- WHAT TO DO:
A. Copy from the press release below, starting with "Zarko Research Historical" and going on through "a press releases.".
B. Answer these questions using the press release below:
(i) In what month and year was "The Michigan Study" commissioned?
(ii) In whose files was the executive summary of the study found?
(iii) How many days before oral arguments to the Supreme Court did the U-M Freedom of Information Office clear the document for viewing?
C. Summarize the press release below in two sentences.

- TEXT SHOWN:
○ ○ ○ ○ ○ ○ ○

Zarko Research Historical Document, Press Release issued days before oral arguments in Grutter v. Bollinger et al., and Gratz v. Bollinger. The basic substance of this release later evolved into a May 16, 2003 article in The Wall Street Journal. For the record, the material below was compiled within two days of discovering the documents pursuant to Michigan Freedom of Information Act laws, and before ZR knew that Gerald Gurin, an author of this memo, was related to key expert witness in gratz and grutter, Patricia Gurin. The discovery of that information in mid-april spurred more research a press releases.
FOR IMMEDIATE RELEASE
29 March 2003, Chetly Zarko
Internal U-Mich. Study: There Are “No significant differences among racial/ethnic groups,” Race Preferences Stigmatize and Don’t Change Attitudes.
An internal statistical survey analysis of student attitudes over time at the University of Michigan comes to several surprising conclusions. Among them, the report finds that racial preference programs actually stigmatize African-Americans, that individuals from different groups don’t show statistical differences in the way they think about education (their hopes, goals, and aspirations are similar), and that the concept and implementation of diversity could “benefit from a re-evaluation.”
The document summarizing these conclusions, written three years before the filing of the litigation challenging Michigan admissions policies, stands in stark opposition to the U-M’s current public position. It also contradicts ‘research’ U-M ‘commissioned’ after the litigation and has cited in its legal briefings in defense of racial preferences. The report calls into question at least three pillars of modern “diversity” thought. Since it was written at Michigan before the lawsuits, by researchers and decision-makers heavily in favor of affirmative action, it poses a more significant challenge to the legitimacy of their arguments.
The May 24, 1994 “Executive Summary of The Michigan Study Project from the Office of Multicultural Initiatives for the Retreat for the Committee on a Multicultural University” was found in the University of Michigan historical archives in the files of former president James Duderstadt. The U-M Freedom of Information Office cleared its viewing only 8 days before oral arguments to the Supreme Court, probably too late to make any legal difference.
“The Michigan Study” was commissioned in March 1990 shortly after Duderstadt became president and advanced his diversity initiative known as the Michigan Mandate. A sample of students from the 1990-91 freshman class were given a detailed survey of political and academic attitudes upon entering U-M and at the end of each year thereafter, until they left in 1994. The advantage of such a “time-series” study was that it allowed the researchers to draw conclusions as to how student attitudes evolved, as well as providing traditional snapshot data. The study sought to identify “students’ expectations, perceptions, and experiences with respect to diversity, [and] explored differences and commonalities among students of different racial/ethnic backgrounds in many other areas of their lives—their goals and expectations of college, experiences with faculty, interactions with fellow students and extracurricular involvement,” and a variety of other factors.

○ ○ ○ ○ ○ ○ ○

- DATASET ENTRIES:
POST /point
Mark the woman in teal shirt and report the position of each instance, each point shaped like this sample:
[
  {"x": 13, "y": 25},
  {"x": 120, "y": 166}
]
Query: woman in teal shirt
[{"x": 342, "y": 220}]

○ ○ ○ ○ ○ ○ ○

- ANSWERS TO EACH TASK:
A.
Zarko Research Historical Document, Press Release issued days before oral arguments in Grutter v. Bollinger et al., and Gratz v. Bollinger. The basic substance of this release later evolved into a May 16, 2003 article in The Wall Street Journal. For the record, the material below was compiled within two days of discovering the documents pursuant to Michigan Freedom of Information Act laws, and before ZR knew that Gerald Gurin, an author of this memo, was related to key expert witness in gratz and grutter, Patricia Gurin. The discovery of that information in mid-april spurred more research a press releases.

B.
(i) March 1990.
(ii) In the files of former president James Duderstadt.
(iii) 8 days.

C. An internal University of Michigan analysis, which surveyed students from the 1990-91 freshman class each year until 1994, concluded that racial preference programs stigmatize African-Americans, that students from different groups show no statistical differences in how they think about education, and that diversity could "benefit from a re-evaluation." The May 24, 1994 executive summary was found in former president James Duderstadt's files, and the release says that it stands in stark opposition to the university's current public position and contradicts the research the university has cited in defense of racial preferences.